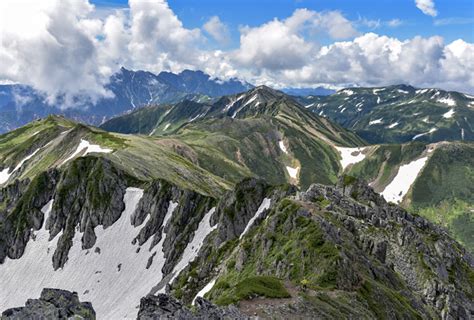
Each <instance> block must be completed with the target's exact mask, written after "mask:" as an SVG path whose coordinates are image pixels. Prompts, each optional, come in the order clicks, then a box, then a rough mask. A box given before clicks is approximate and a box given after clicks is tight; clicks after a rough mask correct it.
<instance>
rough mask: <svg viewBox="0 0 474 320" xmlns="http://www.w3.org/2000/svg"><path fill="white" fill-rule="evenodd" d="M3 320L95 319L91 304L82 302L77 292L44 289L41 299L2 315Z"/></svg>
mask: <svg viewBox="0 0 474 320" xmlns="http://www.w3.org/2000/svg"><path fill="white" fill-rule="evenodd" d="M1 319H2V320H19V319H88V320H92V319H95V311H94V309H93V308H92V305H91V304H90V303H89V302H80V301H79V298H78V296H77V293H76V292H69V291H66V290H59V289H43V291H42V292H41V296H40V298H39V299H29V300H28V301H26V304H25V306H24V307H19V308H12V309H8V310H5V311H4V312H3V313H2V317H1Z"/></svg>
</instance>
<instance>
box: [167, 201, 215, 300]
mask: <svg viewBox="0 0 474 320" xmlns="http://www.w3.org/2000/svg"><path fill="white" fill-rule="evenodd" d="M215 211H216V208H212V209H211V210H209V212H207V213H206V215H205V216H204V217H203V218H202V220H201V222H200V223H199V226H198V228H197V230H196V232H195V233H194V237H193V240H192V241H191V242H189V243H188V245H187V246H186V248H185V249H184V251H183V255H182V257H181V260H180V261H179V262H178V264H177V265H176V266H175V267H174V269H173V272H172V274H173V276H172V278H171V279H170V280H169V283H172V282H173V280H174V279H175V278H176V277H177V276H178V275H179V274H180V273H181V271H183V269H184V268H186V266H187V265H188V264H189V263H190V262H192V261H194V259H196V257H197V255H198V253H199V250H201V247H202V245H203V243H204V239H206V237H207V236H208V235H209V234H210V233H211V232H212V231H213V230H214V229H216V228H217V224H216V225H214V226H211V217H212V215H213V214H214V212H215ZM164 291H165V288H164V287H163V288H162V289H161V290H160V292H164Z"/></svg>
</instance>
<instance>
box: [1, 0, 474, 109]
mask: <svg viewBox="0 0 474 320" xmlns="http://www.w3.org/2000/svg"><path fill="white" fill-rule="evenodd" d="M26 2H28V5H26ZM433 8H434V7H433ZM94 10H95V9H94V7H93V6H92V5H91V4H90V3H89V2H88V1H87V0H44V1H35V2H31V1H29V0H2V1H0V81H6V80H8V81H13V82H17V83H23V84H28V85H31V86H33V87H34V88H36V89H37V90H39V91H41V92H43V93H44V94H45V97H46V98H47V101H49V102H50V103H57V104H61V105H63V106H66V107H67V106H74V105H78V104H80V103H82V102H83V101H84V99H85V100H88V101H89V102H94V101H96V100H97V99H99V98H101V97H104V96H110V94H111V93H110V92H108V91H107V90H106V89H105V85H106V84H107V81H108V80H109V77H110V75H111V74H113V73H114V72H116V71H117V70H118V69H119V67H120V66H125V67H127V68H132V69H144V70H149V71H152V72H160V71H163V70H171V71H173V72H178V71H181V70H183V69H185V68H190V69H200V70H203V71H205V72H207V73H209V74H210V75H211V76H217V77H223V78H228V77H240V78H243V79H245V80H247V81H249V82H254V83H256V84H268V85H273V86H276V87H288V86H295V87H304V86H315V85H322V84H324V85H327V86H343V85H345V84H358V85H374V86H375V85H388V84H394V83H409V84H412V85H415V86H420V87H422V86H438V87H443V88H446V89H454V90H464V91H468V92H474V80H473V77H474V65H473V59H472V56H473V55H474V47H473V46H474V45H473V44H471V43H467V42H465V41H463V40H457V41H454V42H451V43H449V44H447V45H446V44H445V43H444V42H443V39H442V38H441V37H430V38H422V37H415V38H413V39H408V40H404V41H401V40H399V39H396V38H393V37H387V36H381V35H377V34H375V33H367V34H360V33H359V32H358V31H357V30H356V28H355V25H357V23H353V22H351V21H349V20H347V19H346V18H345V17H344V16H343V15H342V13H340V12H338V11H329V12H316V11H312V10H307V9H298V10H295V11H294V12H293V14H292V15H291V16H289V17H288V18H286V19H274V20H271V21H268V22H266V23H263V24H262V25H259V26H253V27H249V26H244V27H242V28H241V29H240V33H241V35H240V43H239V46H238V47H237V48H236V49H232V50H211V49H206V37H205V36H204V35H203V33H204V32H206V33H207V34H209V35H210V36H211V37H213V38H214V39H216V40H217V42H222V41H224V39H225V37H226V36H225V33H226V32H224V33H223V34H222V33H219V31H221V29H222V28H221V27H222V25H223V22H222V21H221V20H220V19H219V18H218V17H213V18H211V19H210V20H209V21H207V22H206V24H205V25H204V26H203V29H202V30H201V29H198V28H196V29H189V28H186V27H184V26H183V24H182V22H181V21H180V20H179V18H178V17H177V16H176V14H175V13H174V12H173V11H172V10H171V8H170V7H169V6H168V3H167V2H166V1H165V0H149V1H139V0H130V3H129V8H127V9H125V10H116V11H111V12H110V13H108V14H107V15H103V16H98V15H97V14H96V12H95V11H94ZM381 23H382V24H383V25H389V26H390V25H391V26H397V25H399V24H400V23H401V21H399V20H396V19H395V20H392V21H391V22H384V21H382V22H381ZM376 25H377V24H374V27H376ZM223 29H225V28H223ZM319 37H324V38H325V39H327V38H332V39H334V40H336V41H337V42H334V43H332V44H330V45H326V46H321V45H320V44H318V43H317V42H316V41H315V39H318V38H319ZM341 39H346V41H340V40H341Z"/></svg>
# # # #
TASK DESCRIPTION | Pictures stay out of the copy; print the material above exactly.

RESPONSE BELOW |
Each <instance> block must be completed with the target's exact mask, written after "mask:" as an SVG path whose coordinates are image pixels. Prompts, each optional, come in the order clicks, then a box, then a rough mask. A box given before clicks is approximate and a box given after clicks is tight; clicks after a rough mask correct it.
<instance>
rough mask: <svg viewBox="0 0 474 320" xmlns="http://www.w3.org/2000/svg"><path fill="white" fill-rule="evenodd" d="M3 320L95 319L91 304L82 302L77 292L44 289L41 299L2 315Z"/></svg>
mask: <svg viewBox="0 0 474 320" xmlns="http://www.w3.org/2000/svg"><path fill="white" fill-rule="evenodd" d="M1 319H2V320H19V319H88V320H92V319H95V311H94V309H93V308H92V305H91V304H90V303H89V302H80V301H79V298H78V296H77V293H76V292H69V291H66V290H59V289H43V291H42V292H41V296H40V298H39V299H29V300H28V301H26V304H25V306H24V307H19V308H12V309H8V310H5V311H4V312H3V313H2V317H1Z"/></svg>
</instance>
<instance>
box: [167, 201, 215, 300]
mask: <svg viewBox="0 0 474 320" xmlns="http://www.w3.org/2000/svg"><path fill="white" fill-rule="evenodd" d="M215 211H216V208H212V209H211V210H209V212H207V213H206V215H205V216H204V217H203V218H202V220H201V222H200V223H199V226H198V228H197V230H196V232H195V233H194V237H193V240H192V241H191V242H189V243H188V245H187V246H186V248H185V249H184V251H183V255H182V257H181V260H180V261H179V262H178V264H177V265H176V266H175V267H174V269H173V272H172V274H173V276H172V278H171V279H170V280H169V283H172V282H173V280H174V279H175V278H176V277H177V276H178V275H179V274H180V273H181V271H183V269H184V268H186V266H187V265H188V264H189V263H190V262H192V261H194V259H196V257H197V255H198V253H199V250H201V247H202V245H203V243H204V239H206V237H207V236H208V235H209V234H210V233H211V232H212V231H213V230H214V229H216V228H217V224H216V225H214V226H211V217H212V215H213V214H214V212H215ZM164 291H165V288H164V287H163V288H162V289H161V290H160V292H164Z"/></svg>
</instance>
<instance>
box: [1, 0, 474, 109]
mask: <svg viewBox="0 0 474 320" xmlns="http://www.w3.org/2000/svg"><path fill="white" fill-rule="evenodd" d="M26 2H28V5H26ZM433 8H434V7H433ZM94 10H95V9H94V7H93V6H92V5H91V4H90V3H89V2H88V1H87V0H44V1H35V2H31V1H29V0H2V1H0V81H6V80H8V81H13V82H17V83H23V84H28V85H31V86H33V87H34V88H36V89H37V90H39V91H41V92H43V93H44V94H45V97H46V98H47V101H49V102H50V103H57V104H61V105H63V106H66V107H67V106H74V105H78V104H80V103H82V102H83V101H84V99H85V100H88V101H89V102H94V101H96V100H97V99H99V98H101V97H104V96H110V94H111V93H110V92H108V91H107V90H106V89H105V85H106V84H107V81H108V80H109V77H110V75H111V74H113V73H114V72H116V71H117V70H118V69H119V67H120V66H125V67H127V68H132V69H144V70H149V71H152V72H160V71H163V70H171V71H173V72H178V71H181V70H183V69H185V68H190V69H200V70H203V71H205V72H207V73H209V74H210V75H211V76H217V77H223V78H228V77H240V78H243V79H245V80H247V81H249V82H254V83H256V84H268V85H273V86H276V87H288V86H295V87H304V86H315V85H322V84H324V85H327V86H343V85H345V84H358V85H374V86H375V85H388V84H394V83H409V84H412V85H415V86H420V87H422V86H438V87H443V88H446V89H454V90H464V91H468V92H474V80H473V77H474V65H473V59H472V56H473V55H474V47H473V46H474V45H473V44H471V43H467V42H465V41H463V40H457V41H454V42H451V43H449V44H447V45H446V44H445V43H444V42H443V39H442V38H441V37H430V38H422V37H415V38H413V39H408V40H404V41H401V40H399V39H396V38H393V37H387V36H381V35H377V34H375V33H367V34H360V33H359V32H358V31H357V30H356V28H355V25H357V23H353V22H351V21H349V20H347V19H346V18H345V17H344V16H343V15H342V13H340V12H338V11H329V12H316V11H312V10H307V9H298V10H295V11H294V12H293V14H292V15H291V16H289V17H288V18H286V19H274V20H271V21H268V22H266V23H263V24H262V25H259V26H253V27H249V26H244V27H242V28H241V29H240V33H241V35H240V43H239V46H238V47H237V48H236V49H232V50H211V49H206V37H205V36H204V35H203V33H204V32H206V33H207V34H209V35H210V36H211V37H213V38H214V39H216V40H217V42H222V41H224V39H225V37H226V36H225V33H226V32H224V33H223V34H222V33H219V31H221V29H222V28H221V27H222V25H223V22H222V21H221V20H220V19H219V18H218V17H213V18H211V19H210V20H209V21H207V22H206V24H205V25H204V26H203V29H202V30H201V29H198V28H196V29H189V28H186V27H184V26H183V24H182V22H181V21H180V20H179V18H178V17H177V16H176V14H175V13H174V12H173V11H172V10H171V8H170V7H169V6H168V3H167V2H166V1H165V0H149V1H139V0H130V3H129V8H127V9H125V10H116V11H111V12H110V13H108V14H107V15H103V16H98V15H97V14H96V12H95V11H94ZM381 23H382V24H383V25H389V26H390V25H391V26H397V25H399V24H400V23H401V21H399V20H396V19H395V20H392V21H391V22H384V21H382V22H381ZM376 25H377V24H374V27H376ZM223 29H225V28H223ZM319 37H324V38H325V39H327V38H332V39H334V40H336V41H337V42H334V43H332V44H330V45H326V46H321V45H320V44H318V43H317V42H316V41H315V39H318V38H319ZM341 39H346V41H340V40H341Z"/></svg>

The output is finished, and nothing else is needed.